= AIM OF THE TASK =
Count the lines in the records below that contain the string "riding", with case mattering. Reply with the number alone.

[Annotated coordinate records]
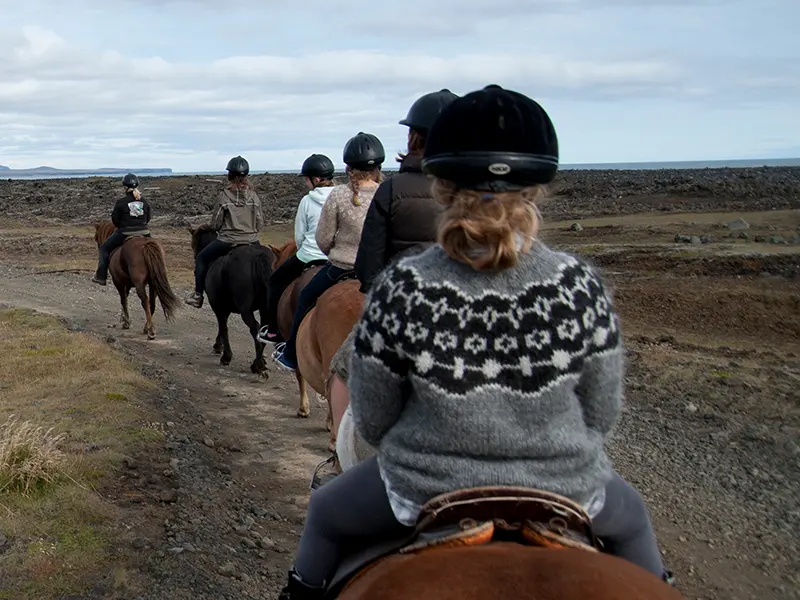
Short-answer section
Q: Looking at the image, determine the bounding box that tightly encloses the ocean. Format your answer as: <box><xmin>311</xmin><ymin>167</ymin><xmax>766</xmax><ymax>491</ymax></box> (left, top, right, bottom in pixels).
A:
<box><xmin>0</xmin><ymin>158</ymin><xmax>800</xmax><ymax>180</ymax></box>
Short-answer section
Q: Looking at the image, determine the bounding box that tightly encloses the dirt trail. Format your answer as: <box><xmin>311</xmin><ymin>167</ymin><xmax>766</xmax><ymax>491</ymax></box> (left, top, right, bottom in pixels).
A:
<box><xmin>0</xmin><ymin>206</ymin><xmax>800</xmax><ymax>600</ymax></box>
<box><xmin>0</xmin><ymin>266</ymin><xmax>327</xmax><ymax>599</ymax></box>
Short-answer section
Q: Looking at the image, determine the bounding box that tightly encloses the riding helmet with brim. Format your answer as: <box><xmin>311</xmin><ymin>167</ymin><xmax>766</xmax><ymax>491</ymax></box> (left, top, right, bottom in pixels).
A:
<box><xmin>342</xmin><ymin>131</ymin><xmax>386</xmax><ymax>171</ymax></box>
<box><xmin>300</xmin><ymin>154</ymin><xmax>334</xmax><ymax>179</ymax></box>
<box><xmin>122</xmin><ymin>173</ymin><xmax>139</xmax><ymax>188</ymax></box>
<box><xmin>422</xmin><ymin>85</ymin><xmax>558</xmax><ymax>192</ymax></box>
<box><xmin>225</xmin><ymin>156</ymin><xmax>250</xmax><ymax>175</ymax></box>
<box><xmin>400</xmin><ymin>89</ymin><xmax>458</xmax><ymax>133</ymax></box>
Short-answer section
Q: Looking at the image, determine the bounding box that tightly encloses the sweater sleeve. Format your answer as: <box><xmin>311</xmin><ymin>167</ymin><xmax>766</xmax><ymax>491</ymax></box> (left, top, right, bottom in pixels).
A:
<box><xmin>316</xmin><ymin>192</ymin><xmax>339</xmax><ymax>254</ymax></box>
<box><xmin>348</xmin><ymin>269</ymin><xmax>410</xmax><ymax>446</ymax></box>
<box><xmin>253</xmin><ymin>191</ymin><xmax>264</xmax><ymax>231</ymax></box>
<box><xmin>575</xmin><ymin>270</ymin><xmax>625</xmax><ymax>438</ymax></box>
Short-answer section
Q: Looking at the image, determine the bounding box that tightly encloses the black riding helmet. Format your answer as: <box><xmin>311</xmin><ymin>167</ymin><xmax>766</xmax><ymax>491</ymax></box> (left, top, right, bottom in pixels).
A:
<box><xmin>422</xmin><ymin>85</ymin><xmax>558</xmax><ymax>192</ymax></box>
<box><xmin>122</xmin><ymin>173</ymin><xmax>139</xmax><ymax>188</ymax></box>
<box><xmin>400</xmin><ymin>89</ymin><xmax>458</xmax><ymax>133</ymax></box>
<box><xmin>342</xmin><ymin>131</ymin><xmax>386</xmax><ymax>171</ymax></box>
<box><xmin>300</xmin><ymin>154</ymin><xmax>334</xmax><ymax>179</ymax></box>
<box><xmin>225</xmin><ymin>156</ymin><xmax>250</xmax><ymax>175</ymax></box>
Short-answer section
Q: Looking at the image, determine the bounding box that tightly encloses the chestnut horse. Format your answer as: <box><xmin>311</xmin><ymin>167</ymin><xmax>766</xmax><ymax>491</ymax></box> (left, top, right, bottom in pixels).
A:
<box><xmin>337</xmin><ymin>542</ymin><xmax>684</xmax><ymax>600</ymax></box>
<box><xmin>270</xmin><ymin>241</ymin><xmax>364</xmax><ymax>438</ymax></box>
<box><xmin>94</xmin><ymin>220</ymin><xmax>180</xmax><ymax>340</ymax></box>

= CORRECT OUTPUT =
2